Reading text ::

• • • • • • •

Do You Want You Marriage Counselor to Be Happily Married for 30 Years or Struggling Through His 4th Marriage?

There's an old saying that you learn from making mistakes and failuring more than from succeeding. I think we all basically agree with that but does it follow that you learn better from other people's failures than their successes? People who have advice columns and who are in the business of helping people are people with experience who have ultimately experience success but is their road to success generally more or less curvy than normal or ideal?
This morning on the radio, Kid Kraddick and company were talking about how big name celebrities who get in trouble with the law, mostly doing drugs, wind up eventually speaking to kids as a role model as part of restoring their image and supposedly getting back on the right track themselves. I think this discussion got started with TI being arrested yesterday and Paris Hilton last week on possession of marijuana and cocaine. They likely will end up being some sort of spokesperson for some anti-drug organization and be an example of what not to do.

• • • • • • •

Records supplied ::
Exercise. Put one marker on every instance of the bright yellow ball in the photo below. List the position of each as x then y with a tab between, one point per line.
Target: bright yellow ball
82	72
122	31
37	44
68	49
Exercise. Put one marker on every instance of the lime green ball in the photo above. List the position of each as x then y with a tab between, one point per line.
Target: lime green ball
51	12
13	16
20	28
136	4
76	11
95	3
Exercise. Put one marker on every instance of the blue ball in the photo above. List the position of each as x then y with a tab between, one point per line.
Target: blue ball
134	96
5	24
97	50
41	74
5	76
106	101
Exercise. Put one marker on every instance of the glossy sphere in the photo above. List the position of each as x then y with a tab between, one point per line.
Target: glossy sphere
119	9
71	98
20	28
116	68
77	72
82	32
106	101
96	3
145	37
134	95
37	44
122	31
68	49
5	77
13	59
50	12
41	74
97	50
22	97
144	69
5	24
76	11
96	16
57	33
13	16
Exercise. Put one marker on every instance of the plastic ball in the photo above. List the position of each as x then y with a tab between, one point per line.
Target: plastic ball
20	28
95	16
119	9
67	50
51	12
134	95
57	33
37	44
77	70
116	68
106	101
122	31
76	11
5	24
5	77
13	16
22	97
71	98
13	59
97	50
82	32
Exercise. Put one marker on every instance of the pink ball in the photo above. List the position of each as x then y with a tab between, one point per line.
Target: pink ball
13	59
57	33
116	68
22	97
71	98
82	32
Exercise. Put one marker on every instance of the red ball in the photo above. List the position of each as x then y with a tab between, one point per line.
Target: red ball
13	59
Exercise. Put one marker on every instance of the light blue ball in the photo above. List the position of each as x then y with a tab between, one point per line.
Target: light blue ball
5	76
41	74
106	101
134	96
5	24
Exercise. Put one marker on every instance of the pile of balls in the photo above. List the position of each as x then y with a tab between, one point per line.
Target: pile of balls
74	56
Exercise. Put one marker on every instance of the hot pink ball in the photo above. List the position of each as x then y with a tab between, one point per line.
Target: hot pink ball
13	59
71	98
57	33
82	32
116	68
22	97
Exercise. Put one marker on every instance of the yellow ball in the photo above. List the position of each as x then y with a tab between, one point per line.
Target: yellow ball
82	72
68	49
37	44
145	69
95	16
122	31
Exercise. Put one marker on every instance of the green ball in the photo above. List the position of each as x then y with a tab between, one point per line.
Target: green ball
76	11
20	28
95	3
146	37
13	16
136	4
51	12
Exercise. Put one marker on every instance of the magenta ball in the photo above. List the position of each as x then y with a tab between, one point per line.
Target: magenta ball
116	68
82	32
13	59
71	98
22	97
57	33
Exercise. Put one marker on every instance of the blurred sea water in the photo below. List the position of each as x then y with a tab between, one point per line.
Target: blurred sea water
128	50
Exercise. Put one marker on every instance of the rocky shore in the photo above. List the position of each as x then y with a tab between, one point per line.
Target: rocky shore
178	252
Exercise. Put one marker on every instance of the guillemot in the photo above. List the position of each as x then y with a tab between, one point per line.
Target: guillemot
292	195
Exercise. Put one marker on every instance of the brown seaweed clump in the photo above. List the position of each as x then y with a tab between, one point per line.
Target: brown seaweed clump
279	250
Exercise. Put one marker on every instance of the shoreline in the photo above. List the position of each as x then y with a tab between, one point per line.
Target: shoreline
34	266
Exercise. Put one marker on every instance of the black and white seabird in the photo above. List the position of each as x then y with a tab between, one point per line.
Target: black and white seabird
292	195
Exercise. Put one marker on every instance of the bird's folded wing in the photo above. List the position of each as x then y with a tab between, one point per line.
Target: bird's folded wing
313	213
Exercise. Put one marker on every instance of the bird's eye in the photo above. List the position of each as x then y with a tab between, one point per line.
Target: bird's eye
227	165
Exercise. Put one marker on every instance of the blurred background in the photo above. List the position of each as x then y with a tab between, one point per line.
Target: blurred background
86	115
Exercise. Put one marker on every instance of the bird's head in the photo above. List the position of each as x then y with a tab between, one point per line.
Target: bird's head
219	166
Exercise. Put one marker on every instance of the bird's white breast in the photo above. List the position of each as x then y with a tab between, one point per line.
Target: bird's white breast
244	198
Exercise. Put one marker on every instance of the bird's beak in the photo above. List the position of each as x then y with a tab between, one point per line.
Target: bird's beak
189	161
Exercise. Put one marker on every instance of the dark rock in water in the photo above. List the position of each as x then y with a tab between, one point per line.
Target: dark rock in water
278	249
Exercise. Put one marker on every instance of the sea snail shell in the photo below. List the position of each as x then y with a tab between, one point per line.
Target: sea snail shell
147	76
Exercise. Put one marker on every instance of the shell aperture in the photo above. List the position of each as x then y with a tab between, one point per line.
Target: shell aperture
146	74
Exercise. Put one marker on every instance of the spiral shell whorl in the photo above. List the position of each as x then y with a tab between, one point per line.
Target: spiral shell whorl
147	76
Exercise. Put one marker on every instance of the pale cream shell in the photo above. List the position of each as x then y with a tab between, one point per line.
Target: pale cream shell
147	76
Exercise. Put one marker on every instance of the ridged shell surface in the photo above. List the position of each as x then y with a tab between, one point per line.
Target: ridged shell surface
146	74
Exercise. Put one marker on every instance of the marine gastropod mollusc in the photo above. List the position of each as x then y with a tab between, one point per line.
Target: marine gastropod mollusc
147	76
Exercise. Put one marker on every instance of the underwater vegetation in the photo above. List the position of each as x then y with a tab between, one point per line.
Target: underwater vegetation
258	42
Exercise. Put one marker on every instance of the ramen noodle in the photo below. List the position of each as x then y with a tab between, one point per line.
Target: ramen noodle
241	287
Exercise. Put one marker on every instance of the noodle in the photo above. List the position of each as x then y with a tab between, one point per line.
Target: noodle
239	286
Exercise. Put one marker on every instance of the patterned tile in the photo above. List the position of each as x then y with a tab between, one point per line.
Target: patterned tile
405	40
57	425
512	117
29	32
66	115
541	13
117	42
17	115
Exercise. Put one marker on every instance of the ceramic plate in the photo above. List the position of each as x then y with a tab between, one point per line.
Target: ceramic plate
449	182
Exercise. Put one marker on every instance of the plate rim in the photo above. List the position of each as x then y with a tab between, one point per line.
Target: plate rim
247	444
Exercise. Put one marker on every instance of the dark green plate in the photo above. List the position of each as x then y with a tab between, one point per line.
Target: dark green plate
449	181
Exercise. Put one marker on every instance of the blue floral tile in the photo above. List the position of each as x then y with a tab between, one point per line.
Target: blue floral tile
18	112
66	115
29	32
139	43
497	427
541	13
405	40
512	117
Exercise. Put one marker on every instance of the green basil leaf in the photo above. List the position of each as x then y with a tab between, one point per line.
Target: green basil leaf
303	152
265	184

• • • • • • •

Apply what you read ::
**A)** From the marriage counselor post above, reproduce the passage word for word, beginning at the words "This morning on" and stopping after "what not to do.".
**B)** Answer these questions using the marriage counselor post above:
(i) According to the title, how many years might the marriage counselor have been happily married?
(ii) Who was talking on the radio this morning about celebrities speaking to kids?
(iii) When was Paris Hilton arrested?

Results for the exercise ::
**A)**
This morning on the radio, Kid Kraddick and company were talking about how big name celebrities who get in trouble with the law, mostly doing drugs, wind up eventually speaking to kids as a role model as part of restoring their image and supposedly getting back on the right track themselves. I think this discussion got started with TI being arrested yesterday and Paris Hilton last week on possession of marijuana and cocaine. They likely will end up being some sort of spokesperson for some anti-drug organization and be an example of what not to do.

**B)**
(i) 30 years
(ii) Kid Kraddick and company
(iii) Last week